Stated goal: Rewrite only the lines from the one containing "Spot the black lamp" through the one containing "x=730, y=210", changing every "marker" to "pin" and leaving everything else as it is.

Excerpted data:
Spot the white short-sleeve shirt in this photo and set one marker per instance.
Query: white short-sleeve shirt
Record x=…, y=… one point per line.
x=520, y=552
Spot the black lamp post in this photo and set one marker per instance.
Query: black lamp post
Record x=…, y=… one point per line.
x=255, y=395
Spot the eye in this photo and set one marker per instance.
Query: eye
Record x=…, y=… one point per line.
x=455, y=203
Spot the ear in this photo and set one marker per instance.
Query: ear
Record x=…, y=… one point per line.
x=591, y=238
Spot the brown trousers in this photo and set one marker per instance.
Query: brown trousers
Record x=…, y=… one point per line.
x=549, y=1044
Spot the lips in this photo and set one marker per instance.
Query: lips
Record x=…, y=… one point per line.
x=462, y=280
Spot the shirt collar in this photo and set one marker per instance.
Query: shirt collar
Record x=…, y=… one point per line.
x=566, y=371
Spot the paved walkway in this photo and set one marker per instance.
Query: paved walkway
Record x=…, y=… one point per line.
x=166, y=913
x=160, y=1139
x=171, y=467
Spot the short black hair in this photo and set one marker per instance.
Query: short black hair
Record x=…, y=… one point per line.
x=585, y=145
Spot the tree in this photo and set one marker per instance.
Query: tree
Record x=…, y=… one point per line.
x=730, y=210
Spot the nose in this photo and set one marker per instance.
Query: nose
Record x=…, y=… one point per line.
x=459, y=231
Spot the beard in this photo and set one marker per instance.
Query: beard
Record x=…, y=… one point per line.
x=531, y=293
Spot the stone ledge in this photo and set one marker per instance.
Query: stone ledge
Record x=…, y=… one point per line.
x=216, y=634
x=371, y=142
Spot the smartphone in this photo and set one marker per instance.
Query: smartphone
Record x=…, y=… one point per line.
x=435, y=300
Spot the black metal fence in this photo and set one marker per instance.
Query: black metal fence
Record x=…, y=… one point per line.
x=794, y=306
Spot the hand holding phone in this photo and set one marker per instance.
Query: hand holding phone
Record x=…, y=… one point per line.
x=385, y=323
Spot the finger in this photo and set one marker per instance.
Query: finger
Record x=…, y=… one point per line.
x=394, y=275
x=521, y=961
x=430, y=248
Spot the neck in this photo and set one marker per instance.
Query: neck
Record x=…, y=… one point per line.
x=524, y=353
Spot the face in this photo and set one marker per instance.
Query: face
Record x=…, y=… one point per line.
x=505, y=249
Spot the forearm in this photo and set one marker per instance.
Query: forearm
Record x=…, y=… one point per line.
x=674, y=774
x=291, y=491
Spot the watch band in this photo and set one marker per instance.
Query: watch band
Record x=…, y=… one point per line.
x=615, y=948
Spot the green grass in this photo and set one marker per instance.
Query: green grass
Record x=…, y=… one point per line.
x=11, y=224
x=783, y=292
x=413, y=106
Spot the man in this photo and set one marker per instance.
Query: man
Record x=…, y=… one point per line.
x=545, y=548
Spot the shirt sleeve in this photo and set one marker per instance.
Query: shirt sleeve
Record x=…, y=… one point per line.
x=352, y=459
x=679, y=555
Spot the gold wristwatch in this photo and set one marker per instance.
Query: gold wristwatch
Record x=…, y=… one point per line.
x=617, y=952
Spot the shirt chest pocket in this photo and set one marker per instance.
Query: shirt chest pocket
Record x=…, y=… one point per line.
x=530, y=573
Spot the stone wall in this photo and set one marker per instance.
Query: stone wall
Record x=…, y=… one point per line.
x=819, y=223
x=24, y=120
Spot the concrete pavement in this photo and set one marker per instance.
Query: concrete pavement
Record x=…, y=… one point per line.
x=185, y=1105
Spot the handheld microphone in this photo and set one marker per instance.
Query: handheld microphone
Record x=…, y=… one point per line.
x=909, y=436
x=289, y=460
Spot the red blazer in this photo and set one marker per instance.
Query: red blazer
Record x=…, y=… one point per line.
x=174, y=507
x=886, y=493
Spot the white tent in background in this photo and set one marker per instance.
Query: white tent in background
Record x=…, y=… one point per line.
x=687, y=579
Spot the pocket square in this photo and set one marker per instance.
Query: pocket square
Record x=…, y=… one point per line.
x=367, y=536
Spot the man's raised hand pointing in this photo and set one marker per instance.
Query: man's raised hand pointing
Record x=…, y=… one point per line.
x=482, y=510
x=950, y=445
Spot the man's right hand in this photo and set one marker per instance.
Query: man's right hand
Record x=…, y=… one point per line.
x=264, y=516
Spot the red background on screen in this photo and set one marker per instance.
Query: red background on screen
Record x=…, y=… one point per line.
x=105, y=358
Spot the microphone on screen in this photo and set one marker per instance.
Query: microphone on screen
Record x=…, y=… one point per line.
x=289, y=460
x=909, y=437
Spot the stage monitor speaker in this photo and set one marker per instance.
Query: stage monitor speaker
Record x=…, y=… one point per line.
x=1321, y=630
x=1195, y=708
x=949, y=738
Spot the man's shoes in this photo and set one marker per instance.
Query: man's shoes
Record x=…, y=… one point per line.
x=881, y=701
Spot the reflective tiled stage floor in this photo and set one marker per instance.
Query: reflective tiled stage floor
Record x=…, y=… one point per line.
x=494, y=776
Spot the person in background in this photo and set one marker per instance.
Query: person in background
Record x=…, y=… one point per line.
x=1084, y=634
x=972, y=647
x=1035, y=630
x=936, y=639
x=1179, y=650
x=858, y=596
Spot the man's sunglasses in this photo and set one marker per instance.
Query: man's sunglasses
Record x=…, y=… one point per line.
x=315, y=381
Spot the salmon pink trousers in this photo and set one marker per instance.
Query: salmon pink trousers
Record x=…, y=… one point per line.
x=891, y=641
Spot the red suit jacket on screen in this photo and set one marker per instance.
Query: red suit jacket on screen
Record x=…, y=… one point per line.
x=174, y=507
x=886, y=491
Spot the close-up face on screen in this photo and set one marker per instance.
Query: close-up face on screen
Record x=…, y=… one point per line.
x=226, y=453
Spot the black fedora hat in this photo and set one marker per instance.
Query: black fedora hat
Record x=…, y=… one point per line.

Full solution:
Spot the black lamp post in this photo and set one pin per instance.
Query: black lamp post
Record x=…, y=… one point per line.
x=255, y=395
Spot the eye in this photo and set one pin per instance.
Query: eye
Record x=…, y=… one point per line.
x=455, y=203
Spot the ear in this photo and set one pin per instance.
Query: ear
Record x=…, y=… one point per line.
x=591, y=238
Spot the brown trousers in this photo and set one pin per instance.
Query: brown trousers
Record x=…, y=… one point per line.
x=549, y=1044
Spot the lips in this photo and set one pin per instance.
Query: lips
Record x=…, y=… one point per line.
x=462, y=280
Spot the shirt collar in this photo and set one pin per instance.
Query: shirt collar
Record x=…, y=… one point per line.
x=566, y=371
Spot the paved walkway in this photo and set one pin per instance.
Query: paved walkway
Record x=…, y=… one point per line.
x=166, y=913
x=160, y=1139
x=171, y=467
Spot the short black hair in this photo and set one pin per instance.
Query: short black hair
Record x=…, y=… one point per line.
x=585, y=145
Spot the tree in this photo and set one pin per instance.
Query: tree
Record x=…, y=… one point per line.
x=730, y=210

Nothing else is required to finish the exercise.